__Directions__: Please locate each line in the records below that contains the string "slot", and copy those lines out in full.

[Begin]

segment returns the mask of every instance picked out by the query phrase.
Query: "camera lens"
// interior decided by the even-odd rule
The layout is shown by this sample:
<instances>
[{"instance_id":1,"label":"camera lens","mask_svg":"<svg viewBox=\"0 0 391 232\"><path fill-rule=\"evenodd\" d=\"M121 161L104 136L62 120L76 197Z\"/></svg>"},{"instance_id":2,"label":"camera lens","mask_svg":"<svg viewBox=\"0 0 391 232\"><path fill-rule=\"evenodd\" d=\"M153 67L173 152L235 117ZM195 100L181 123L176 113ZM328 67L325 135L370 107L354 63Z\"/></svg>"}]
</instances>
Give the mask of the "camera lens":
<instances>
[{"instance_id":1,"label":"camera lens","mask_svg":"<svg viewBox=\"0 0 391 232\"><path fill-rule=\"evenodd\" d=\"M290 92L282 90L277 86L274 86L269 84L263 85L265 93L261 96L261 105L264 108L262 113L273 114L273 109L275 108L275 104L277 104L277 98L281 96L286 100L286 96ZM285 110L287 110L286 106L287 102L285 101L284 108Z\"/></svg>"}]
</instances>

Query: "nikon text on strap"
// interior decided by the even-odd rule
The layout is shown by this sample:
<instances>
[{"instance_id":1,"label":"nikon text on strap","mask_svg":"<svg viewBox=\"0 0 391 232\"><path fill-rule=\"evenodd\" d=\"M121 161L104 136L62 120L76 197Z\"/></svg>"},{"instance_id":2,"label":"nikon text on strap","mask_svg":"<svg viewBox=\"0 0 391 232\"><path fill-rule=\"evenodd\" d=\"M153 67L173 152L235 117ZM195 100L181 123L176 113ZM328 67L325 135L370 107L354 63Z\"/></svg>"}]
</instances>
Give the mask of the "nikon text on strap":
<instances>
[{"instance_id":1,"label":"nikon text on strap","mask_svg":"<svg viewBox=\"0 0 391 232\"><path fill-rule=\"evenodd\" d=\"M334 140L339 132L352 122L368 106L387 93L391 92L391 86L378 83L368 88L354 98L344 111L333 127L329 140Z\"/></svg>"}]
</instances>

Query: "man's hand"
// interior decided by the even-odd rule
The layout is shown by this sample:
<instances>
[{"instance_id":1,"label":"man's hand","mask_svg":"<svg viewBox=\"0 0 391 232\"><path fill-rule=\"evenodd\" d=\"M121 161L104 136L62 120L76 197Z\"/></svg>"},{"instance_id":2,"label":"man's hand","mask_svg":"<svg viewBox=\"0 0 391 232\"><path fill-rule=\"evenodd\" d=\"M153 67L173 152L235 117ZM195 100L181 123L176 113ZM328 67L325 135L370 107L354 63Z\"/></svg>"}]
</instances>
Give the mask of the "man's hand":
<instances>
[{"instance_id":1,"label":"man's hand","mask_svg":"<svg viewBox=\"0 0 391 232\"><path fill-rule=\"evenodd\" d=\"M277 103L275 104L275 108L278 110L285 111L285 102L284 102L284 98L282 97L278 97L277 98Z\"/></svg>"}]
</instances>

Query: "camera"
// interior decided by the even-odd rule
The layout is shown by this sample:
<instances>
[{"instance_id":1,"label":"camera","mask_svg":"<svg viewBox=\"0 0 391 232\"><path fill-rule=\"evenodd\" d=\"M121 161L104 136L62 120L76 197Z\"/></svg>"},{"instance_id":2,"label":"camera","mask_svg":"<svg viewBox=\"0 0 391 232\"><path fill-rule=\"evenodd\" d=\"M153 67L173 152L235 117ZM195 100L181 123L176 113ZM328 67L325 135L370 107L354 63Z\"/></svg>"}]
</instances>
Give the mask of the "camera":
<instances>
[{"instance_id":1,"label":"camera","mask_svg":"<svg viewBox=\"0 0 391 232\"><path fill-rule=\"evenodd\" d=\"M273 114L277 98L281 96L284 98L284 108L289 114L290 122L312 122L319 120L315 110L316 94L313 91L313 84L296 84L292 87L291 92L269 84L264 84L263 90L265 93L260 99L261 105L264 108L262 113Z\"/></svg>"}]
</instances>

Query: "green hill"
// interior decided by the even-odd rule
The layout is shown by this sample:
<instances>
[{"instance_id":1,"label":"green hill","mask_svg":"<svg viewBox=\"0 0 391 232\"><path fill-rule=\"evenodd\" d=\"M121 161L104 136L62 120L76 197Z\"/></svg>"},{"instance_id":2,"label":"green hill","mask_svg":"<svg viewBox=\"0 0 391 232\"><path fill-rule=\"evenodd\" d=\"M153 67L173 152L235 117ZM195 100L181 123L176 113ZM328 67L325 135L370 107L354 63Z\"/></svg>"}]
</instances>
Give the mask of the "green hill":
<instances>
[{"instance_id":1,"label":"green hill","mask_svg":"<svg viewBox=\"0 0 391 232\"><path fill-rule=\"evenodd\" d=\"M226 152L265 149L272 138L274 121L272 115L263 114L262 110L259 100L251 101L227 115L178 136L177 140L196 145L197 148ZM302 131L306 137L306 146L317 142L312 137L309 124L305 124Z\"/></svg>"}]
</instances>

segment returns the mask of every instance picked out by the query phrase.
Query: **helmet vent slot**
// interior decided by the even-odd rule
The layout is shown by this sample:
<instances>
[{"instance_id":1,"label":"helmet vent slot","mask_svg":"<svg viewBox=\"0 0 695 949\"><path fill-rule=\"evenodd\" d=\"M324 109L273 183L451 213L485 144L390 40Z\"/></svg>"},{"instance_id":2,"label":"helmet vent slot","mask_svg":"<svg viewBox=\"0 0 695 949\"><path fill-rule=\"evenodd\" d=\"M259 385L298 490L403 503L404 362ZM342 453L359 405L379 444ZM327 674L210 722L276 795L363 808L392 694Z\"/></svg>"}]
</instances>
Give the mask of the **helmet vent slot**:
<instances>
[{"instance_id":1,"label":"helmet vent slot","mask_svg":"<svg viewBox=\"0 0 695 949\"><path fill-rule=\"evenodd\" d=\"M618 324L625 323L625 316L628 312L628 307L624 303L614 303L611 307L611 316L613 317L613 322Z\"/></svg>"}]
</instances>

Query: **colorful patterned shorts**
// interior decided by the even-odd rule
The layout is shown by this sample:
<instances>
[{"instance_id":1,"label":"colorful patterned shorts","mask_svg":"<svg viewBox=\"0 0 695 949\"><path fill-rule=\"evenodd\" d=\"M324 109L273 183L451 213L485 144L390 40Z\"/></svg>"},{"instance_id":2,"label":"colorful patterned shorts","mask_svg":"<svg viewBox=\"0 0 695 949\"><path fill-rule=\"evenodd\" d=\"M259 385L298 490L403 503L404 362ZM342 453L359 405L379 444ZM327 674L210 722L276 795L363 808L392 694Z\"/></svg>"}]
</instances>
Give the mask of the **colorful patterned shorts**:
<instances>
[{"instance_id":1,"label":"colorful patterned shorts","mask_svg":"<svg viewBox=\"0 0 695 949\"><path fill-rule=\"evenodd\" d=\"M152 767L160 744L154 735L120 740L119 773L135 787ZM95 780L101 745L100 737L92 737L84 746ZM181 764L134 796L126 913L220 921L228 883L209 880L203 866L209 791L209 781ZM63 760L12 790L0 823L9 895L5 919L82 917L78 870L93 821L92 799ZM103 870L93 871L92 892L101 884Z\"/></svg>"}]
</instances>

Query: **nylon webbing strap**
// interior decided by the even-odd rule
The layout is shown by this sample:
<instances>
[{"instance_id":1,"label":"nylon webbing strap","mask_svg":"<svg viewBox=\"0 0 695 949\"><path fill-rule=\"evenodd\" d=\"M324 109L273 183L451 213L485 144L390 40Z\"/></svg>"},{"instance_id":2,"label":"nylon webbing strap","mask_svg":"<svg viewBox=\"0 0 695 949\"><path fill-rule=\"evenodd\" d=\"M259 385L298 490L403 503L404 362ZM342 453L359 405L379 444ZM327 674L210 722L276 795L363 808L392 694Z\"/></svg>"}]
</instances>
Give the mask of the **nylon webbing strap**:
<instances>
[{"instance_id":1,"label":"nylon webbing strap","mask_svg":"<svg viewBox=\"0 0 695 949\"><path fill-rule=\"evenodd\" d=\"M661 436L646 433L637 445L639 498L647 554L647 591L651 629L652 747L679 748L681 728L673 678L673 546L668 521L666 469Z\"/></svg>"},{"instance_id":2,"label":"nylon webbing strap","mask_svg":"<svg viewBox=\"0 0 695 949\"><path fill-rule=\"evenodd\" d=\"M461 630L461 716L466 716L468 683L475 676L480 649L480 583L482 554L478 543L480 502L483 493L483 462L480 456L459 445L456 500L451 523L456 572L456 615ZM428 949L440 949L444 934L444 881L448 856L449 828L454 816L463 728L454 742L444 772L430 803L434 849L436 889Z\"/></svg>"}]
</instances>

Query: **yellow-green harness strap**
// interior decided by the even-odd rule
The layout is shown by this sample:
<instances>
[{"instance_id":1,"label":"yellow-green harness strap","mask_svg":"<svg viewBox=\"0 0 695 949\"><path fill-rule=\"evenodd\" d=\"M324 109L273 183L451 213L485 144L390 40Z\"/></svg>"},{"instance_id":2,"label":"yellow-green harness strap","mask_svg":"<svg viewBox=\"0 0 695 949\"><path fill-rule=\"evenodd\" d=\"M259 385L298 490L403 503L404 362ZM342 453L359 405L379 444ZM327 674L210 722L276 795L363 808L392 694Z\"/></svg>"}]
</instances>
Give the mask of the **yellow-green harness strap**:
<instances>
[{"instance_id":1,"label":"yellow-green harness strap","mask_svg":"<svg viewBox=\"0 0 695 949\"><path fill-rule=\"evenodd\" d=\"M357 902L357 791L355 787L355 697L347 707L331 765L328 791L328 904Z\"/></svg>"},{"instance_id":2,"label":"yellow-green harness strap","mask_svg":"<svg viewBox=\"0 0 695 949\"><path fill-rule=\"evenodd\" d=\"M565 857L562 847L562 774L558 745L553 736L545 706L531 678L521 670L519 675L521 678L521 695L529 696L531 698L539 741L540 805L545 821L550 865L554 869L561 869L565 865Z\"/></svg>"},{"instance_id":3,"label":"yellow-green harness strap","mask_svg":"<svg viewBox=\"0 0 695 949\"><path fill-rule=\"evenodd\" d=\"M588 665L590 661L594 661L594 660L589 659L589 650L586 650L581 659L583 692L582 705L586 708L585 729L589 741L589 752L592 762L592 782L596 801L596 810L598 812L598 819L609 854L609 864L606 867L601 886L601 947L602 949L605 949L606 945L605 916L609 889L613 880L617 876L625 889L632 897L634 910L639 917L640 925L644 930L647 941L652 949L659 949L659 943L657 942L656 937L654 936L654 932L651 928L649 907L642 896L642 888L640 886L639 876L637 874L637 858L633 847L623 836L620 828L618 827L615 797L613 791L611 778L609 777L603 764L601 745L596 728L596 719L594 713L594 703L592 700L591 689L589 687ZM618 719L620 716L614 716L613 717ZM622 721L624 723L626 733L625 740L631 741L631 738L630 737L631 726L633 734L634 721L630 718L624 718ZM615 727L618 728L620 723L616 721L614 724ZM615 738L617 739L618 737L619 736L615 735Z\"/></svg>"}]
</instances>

[End]

__Task solution__:
Query: **helmet vent slot**
[{"instance_id":1,"label":"helmet vent slot","mask_svg":"<svg viewBox=\"0 0 695 949\"><path fill-rule=\"evenodd\" d=\"M324 109L273 183L451 213L485 144L390 40Z\"/></svg>"},{"instance_id":2,"label":"helmet vent slot","mask_svg":"<svg viewBox=\"0 0 695 949\"><path fill-rule=\"evenodd\" d=\"M259 385L298 490L403 503L404 362ZM342 453L359 405L379 444ZM327 674L210 722L276 795L363 808L392 694Z\"/></svg>"}]
Give the mask of the **helmet vent slot**:
[{"instance_id":1,"label":"helmet vent slot","mask_svg":"<svg viewBox=\"0 0 695 949\"><path fill-rule=\"evenodd\" d=\"M618 324L625 323L625 316L628 312L628 307L624 303L614 303L611 307L611 316L613 317L613 322Z\"/></svg>"}]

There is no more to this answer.